(Data listing begins)

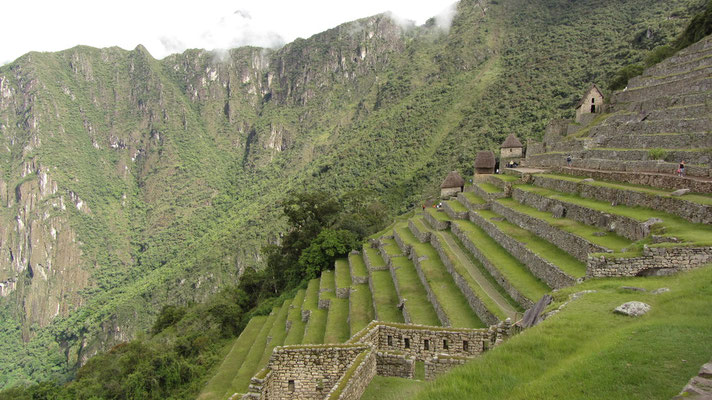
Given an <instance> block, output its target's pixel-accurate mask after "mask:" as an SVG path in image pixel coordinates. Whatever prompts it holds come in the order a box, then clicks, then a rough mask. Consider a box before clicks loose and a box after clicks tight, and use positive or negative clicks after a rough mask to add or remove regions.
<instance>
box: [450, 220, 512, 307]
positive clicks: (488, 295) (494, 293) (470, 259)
mask: <svg viewBox="0 0 712 400" xmlns="http://www.w3.org/2000/svg"><path fill="white" fill-rule="evenodd" d="M436 235H437V236H438V237H439V239H440V243H442V248H443V251H444V252H445V256H446V257H447V258H448V259H449V260H450V263H451V264H452V265H453V267H454V269H455V271H456V272H457V273H458V274H460V275H461V276H462V277H463V278H465V281H466V282H467V285H468V286H469V287H470V289H472V291H473V292H474V293H475V295H476V296H477V298H478V299H480V301H482V303H483V304H484V305H485V307H487V309H488V310H489V312H491V313H492V314H494V316H495V317H497V318H499V319H500V320H502V321H504V320H505V319H506V318H507V317H512V316H513V314H514V312H515V311H516V310H515V309H514V307H512V306H511V304H510V303H509V302H508V301H507V300H505V299H504V297H503V296H502V295H501V294H500V293H499V292H497V290H496V289H495V284H493V282H490V281H487V279H486V278H485V276H484V275H485V274H484V273H483V270H484V267H482V266H481V265H480V266H477V265H476V264H475V262H477V263H479V262H478V261H476V260H473V259H469V258H467V256H466V255H465V252H464V251H463V250H462V249H453V248H451V247H450V244H451V243H453V242H455V237H454V236H453V235H452V233H451V232H449V231H448V232H437V233H436ZM448 235H449V236H450V237H448ZM458 250H459V252H458V253H457V254H456V251H458ZM463 258H464V259H463ZM475 277H477V278H475ZM493 281H494V280H493ZM498 294H499V297H500V298H499V299H498V300H500V302H503V303H505V304H502V305H501V306H500V304H498V303H497V302H496V301H495V300H494V299H493V296H497V295H498Z"/></svg>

(Data listing ends)

■ Exercise directions ■
Copy every line of the material above word for word, omitting the pictures.

■ Task answer ■
Given an <instance> block, output its target's pixel-accurate mask after "mask:" as an SVG path in image pixel coordinates. Whatever prompts it holds come in the order a box, then clicks, then a rough mask. Consider a box before clicks loose and a box after clicks tight, and use positive or negative clicks after a rough mask to add or remove regions.
<instance>
box: [450, 220, 512, 307]
positive clicks: (488, 295) (494, 293) (470, 259)
mask: <svg viewBox="0 0 712 400" xmlns="http://www.w3.org/2000/svg"><path fill="white" fill-rule="evenodd" d="M436 235H437V236H438V237H439V239H440V243H442V248H443V251H444V252H445V256H446V257H447V258H448V259H449V260H450V263H451V264H452V265H453V267H454V269H455V271H456V272H457V273H458V274H460V275H461V276H462V277H463V278H465V281H466V282H467V285H468V286H469V287H470V289H472V291H473V292H474V293H475V295H476V296H477V298H478V299H480V301H482V303H483V304H484V305H485V307H487V309H488V310H489V312H491V313H492V314H494V316H495V317H497V318H499V319H500V320H502V321H504V320H505V319H506V318H507V317H512V316H513V314H514V312H515V311H516V310H515V309H514V307H512V306H511V304H510V303H509V302H508V301H507V300H505V299H504V297H503V296H502V295H501V294H500V293H499V292H497V290H496V289H495V284H493V282H490V281H487V279H486V278H485V276H484V275H485V274H484V273H483V270H484V267H482V266H481V265H480V266H477V265H476V264H475V262H477V263H479V262H478V261H476V260H473V259H469V258H467V256H466V255H465V252H464V251H463V250H462V249H453V248H451V247H450V244H451V243H453V242H455V237H454V236H453V235H452V233H451V232H449V231H448V232H437V233H436ZM448 235H449V236H450V237H448ZM458 250H459V252H458V253H457V254H456V251H458ZM463 258H464V259H463ZM475 277H477V278H475ZM493 281H494V280H493ZM498 294H499V297H500V298H499V299H498V300H500V302H503V303H505V304H502V305H501V306H500V304H498V303H497V302H496V301H495V300H494V299H493V296H497V295H498Z"/></svg>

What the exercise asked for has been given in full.